_PROMPT_
From the entries below, extract every line that includes the word "plaster".

_INPUT_
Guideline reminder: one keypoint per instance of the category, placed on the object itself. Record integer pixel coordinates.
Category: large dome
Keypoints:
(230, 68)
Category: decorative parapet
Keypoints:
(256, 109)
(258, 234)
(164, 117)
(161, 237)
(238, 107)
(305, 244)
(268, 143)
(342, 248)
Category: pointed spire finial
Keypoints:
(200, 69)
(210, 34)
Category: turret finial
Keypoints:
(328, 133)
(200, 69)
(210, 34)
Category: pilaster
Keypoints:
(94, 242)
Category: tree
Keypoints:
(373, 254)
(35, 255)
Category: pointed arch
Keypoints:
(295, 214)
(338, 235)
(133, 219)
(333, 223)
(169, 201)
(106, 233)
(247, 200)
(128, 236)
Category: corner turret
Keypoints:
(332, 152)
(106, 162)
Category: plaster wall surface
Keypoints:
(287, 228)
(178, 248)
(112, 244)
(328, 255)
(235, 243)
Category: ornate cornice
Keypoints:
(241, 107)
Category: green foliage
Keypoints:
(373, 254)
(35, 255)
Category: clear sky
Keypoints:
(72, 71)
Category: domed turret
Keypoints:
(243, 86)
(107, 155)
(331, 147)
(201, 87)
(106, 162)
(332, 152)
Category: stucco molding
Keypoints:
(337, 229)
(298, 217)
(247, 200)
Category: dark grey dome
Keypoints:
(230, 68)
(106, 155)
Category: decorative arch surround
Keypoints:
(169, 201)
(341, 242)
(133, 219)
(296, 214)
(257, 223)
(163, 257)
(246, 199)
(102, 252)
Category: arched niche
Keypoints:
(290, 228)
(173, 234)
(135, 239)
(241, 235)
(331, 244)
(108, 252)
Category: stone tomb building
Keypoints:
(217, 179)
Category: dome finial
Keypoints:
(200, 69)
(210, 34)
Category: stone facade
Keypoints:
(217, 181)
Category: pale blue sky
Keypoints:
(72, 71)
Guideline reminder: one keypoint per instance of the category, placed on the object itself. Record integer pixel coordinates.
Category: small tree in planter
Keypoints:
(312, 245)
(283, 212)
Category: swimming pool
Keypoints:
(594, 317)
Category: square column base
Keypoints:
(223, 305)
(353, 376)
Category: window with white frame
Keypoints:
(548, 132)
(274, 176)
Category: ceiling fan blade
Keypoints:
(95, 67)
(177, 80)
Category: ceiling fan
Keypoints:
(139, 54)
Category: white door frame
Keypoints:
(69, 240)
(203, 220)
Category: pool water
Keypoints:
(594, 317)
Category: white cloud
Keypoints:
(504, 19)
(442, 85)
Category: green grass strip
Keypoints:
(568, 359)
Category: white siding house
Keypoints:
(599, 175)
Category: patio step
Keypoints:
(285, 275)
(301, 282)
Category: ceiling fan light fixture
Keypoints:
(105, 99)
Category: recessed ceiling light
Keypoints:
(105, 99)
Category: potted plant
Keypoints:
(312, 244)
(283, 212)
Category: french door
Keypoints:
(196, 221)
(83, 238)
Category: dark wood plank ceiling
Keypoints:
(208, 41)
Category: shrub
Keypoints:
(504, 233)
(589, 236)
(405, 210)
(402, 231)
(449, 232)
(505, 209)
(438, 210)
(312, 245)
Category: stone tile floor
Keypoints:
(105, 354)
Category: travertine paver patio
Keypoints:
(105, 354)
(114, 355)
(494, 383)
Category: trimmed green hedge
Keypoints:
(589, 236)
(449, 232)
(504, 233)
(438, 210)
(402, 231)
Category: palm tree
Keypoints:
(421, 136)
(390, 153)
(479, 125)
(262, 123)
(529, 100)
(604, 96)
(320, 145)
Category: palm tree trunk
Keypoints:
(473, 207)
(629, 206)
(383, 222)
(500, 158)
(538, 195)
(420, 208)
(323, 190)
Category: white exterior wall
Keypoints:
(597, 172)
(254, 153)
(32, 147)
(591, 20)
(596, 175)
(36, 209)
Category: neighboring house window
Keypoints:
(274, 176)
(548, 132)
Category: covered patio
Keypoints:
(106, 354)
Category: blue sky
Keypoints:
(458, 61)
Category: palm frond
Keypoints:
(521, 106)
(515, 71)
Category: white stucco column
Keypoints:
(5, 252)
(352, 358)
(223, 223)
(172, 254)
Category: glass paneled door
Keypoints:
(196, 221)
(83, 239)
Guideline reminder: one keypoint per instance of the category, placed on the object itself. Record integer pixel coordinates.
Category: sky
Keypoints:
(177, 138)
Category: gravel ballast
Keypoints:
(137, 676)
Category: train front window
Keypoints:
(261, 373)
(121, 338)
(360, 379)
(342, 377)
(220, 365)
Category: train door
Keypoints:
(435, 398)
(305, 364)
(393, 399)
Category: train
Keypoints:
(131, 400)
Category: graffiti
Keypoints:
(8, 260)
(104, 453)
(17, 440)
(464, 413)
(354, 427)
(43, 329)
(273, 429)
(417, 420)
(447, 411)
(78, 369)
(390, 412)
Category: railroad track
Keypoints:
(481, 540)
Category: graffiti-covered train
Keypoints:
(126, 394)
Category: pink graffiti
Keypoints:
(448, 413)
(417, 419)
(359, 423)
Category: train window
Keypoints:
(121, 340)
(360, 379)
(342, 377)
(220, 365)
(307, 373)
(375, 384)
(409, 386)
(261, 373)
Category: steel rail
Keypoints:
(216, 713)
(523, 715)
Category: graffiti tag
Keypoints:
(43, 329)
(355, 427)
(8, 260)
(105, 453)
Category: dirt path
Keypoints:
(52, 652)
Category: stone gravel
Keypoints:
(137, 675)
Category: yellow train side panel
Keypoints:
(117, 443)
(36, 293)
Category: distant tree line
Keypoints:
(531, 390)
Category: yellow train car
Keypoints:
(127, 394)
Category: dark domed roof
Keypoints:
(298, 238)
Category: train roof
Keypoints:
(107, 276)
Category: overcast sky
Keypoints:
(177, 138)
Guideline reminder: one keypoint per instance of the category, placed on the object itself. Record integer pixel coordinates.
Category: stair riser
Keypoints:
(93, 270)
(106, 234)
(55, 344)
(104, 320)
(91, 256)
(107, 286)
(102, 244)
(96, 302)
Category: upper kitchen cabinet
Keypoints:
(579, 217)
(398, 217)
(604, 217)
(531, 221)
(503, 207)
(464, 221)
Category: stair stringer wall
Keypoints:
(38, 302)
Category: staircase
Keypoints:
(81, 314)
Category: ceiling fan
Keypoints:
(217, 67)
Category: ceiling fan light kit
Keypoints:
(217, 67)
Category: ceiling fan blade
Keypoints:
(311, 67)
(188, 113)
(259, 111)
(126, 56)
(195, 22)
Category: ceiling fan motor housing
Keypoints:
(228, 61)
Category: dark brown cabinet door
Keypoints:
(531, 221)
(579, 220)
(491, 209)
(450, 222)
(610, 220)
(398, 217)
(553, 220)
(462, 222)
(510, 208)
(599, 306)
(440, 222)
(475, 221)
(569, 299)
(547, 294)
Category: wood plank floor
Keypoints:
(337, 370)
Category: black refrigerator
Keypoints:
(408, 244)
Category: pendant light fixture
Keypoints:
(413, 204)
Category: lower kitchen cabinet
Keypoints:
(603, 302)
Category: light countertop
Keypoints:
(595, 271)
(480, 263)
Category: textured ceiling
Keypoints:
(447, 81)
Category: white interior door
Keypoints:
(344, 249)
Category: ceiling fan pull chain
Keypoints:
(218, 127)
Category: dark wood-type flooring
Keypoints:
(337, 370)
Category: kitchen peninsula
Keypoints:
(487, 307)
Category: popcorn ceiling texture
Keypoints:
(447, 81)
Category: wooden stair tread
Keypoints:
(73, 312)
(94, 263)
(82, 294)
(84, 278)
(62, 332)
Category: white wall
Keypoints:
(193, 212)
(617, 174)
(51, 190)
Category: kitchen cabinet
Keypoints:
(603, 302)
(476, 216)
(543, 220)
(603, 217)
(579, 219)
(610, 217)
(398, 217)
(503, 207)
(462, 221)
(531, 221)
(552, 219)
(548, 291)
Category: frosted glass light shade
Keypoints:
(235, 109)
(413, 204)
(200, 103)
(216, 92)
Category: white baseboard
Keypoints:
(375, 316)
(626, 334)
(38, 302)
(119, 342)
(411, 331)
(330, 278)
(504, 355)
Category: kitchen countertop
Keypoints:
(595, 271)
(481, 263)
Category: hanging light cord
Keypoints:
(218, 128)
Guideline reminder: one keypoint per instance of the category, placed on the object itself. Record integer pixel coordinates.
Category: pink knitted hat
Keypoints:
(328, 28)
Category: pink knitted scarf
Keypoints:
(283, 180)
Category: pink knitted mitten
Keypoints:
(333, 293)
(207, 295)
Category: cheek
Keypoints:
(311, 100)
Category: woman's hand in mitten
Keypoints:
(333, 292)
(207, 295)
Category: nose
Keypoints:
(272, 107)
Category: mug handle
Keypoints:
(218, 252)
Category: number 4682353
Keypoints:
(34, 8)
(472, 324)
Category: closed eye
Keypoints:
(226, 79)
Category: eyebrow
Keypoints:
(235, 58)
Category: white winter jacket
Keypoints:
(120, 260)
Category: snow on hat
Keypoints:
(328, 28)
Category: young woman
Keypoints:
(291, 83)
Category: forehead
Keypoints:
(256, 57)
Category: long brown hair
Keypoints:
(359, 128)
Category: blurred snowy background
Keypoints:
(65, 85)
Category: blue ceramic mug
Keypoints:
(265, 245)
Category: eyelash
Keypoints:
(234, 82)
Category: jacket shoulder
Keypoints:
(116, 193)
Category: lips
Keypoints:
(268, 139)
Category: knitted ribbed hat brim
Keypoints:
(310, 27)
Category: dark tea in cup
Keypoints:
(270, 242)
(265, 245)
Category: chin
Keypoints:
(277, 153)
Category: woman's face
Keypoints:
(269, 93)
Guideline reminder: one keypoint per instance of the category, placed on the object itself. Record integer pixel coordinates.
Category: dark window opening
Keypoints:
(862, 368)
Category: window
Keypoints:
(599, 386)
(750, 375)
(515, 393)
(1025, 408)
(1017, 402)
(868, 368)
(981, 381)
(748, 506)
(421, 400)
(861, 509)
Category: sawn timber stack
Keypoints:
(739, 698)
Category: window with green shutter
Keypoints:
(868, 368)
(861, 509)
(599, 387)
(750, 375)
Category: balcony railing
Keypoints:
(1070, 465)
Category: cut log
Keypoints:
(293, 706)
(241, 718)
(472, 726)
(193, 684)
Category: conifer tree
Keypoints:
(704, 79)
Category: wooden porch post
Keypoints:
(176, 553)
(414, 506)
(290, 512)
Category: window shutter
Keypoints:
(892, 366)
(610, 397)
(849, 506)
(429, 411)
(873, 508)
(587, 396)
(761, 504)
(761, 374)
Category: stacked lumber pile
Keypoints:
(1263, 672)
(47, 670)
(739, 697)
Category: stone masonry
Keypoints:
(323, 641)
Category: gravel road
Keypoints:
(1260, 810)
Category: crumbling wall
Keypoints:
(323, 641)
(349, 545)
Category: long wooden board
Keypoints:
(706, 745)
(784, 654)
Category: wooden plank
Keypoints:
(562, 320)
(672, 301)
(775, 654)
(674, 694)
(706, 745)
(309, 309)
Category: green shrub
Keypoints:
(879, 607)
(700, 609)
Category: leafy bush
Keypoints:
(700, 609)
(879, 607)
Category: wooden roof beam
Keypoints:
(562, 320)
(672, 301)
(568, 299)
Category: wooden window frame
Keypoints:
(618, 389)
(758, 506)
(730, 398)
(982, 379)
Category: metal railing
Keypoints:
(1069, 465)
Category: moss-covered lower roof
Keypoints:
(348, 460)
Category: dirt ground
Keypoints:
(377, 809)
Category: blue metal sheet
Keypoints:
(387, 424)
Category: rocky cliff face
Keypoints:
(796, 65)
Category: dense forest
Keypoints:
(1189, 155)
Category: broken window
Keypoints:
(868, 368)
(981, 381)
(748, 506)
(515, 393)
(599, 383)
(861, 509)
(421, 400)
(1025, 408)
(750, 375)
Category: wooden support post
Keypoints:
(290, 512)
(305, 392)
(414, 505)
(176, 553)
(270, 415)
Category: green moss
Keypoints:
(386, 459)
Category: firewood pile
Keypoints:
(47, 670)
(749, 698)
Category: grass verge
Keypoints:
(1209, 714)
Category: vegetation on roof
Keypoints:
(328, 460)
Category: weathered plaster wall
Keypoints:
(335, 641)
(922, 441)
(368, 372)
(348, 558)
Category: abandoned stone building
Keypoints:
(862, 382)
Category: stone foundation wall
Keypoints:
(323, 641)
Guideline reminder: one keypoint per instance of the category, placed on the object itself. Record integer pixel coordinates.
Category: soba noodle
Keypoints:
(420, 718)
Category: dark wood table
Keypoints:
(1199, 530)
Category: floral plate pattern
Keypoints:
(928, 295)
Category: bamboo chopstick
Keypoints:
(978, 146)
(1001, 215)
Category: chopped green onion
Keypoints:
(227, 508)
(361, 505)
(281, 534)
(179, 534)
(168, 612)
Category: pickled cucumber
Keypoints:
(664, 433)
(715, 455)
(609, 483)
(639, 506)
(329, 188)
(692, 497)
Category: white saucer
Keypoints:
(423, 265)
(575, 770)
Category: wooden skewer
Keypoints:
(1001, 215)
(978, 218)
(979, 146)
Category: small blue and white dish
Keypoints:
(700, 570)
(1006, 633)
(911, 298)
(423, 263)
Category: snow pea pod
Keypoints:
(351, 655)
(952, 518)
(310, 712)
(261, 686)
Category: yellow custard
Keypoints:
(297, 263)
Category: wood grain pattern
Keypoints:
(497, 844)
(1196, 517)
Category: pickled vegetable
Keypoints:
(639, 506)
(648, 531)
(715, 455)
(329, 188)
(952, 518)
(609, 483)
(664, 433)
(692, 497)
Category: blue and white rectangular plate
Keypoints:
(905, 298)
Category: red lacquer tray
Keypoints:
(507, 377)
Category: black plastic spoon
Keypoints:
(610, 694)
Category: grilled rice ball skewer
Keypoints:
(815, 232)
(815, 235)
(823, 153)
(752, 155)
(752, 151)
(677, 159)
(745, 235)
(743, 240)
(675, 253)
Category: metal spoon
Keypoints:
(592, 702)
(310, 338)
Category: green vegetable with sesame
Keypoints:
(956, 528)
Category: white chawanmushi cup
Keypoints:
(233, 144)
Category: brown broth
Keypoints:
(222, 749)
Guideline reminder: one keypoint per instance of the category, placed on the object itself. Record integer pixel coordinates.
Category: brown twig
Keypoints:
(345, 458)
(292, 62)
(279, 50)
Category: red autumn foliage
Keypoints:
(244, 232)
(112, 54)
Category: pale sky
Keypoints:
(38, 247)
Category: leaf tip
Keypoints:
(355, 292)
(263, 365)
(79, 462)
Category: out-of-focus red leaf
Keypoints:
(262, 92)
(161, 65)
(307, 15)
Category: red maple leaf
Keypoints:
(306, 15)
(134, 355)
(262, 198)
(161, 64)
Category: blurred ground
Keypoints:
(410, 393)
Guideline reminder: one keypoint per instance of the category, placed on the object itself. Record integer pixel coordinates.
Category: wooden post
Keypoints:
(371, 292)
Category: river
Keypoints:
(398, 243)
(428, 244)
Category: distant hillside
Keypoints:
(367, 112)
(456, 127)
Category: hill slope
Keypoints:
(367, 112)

_WRITTEN RESPONSE_
Category: plaster wall surface
Category: weathered plaster wall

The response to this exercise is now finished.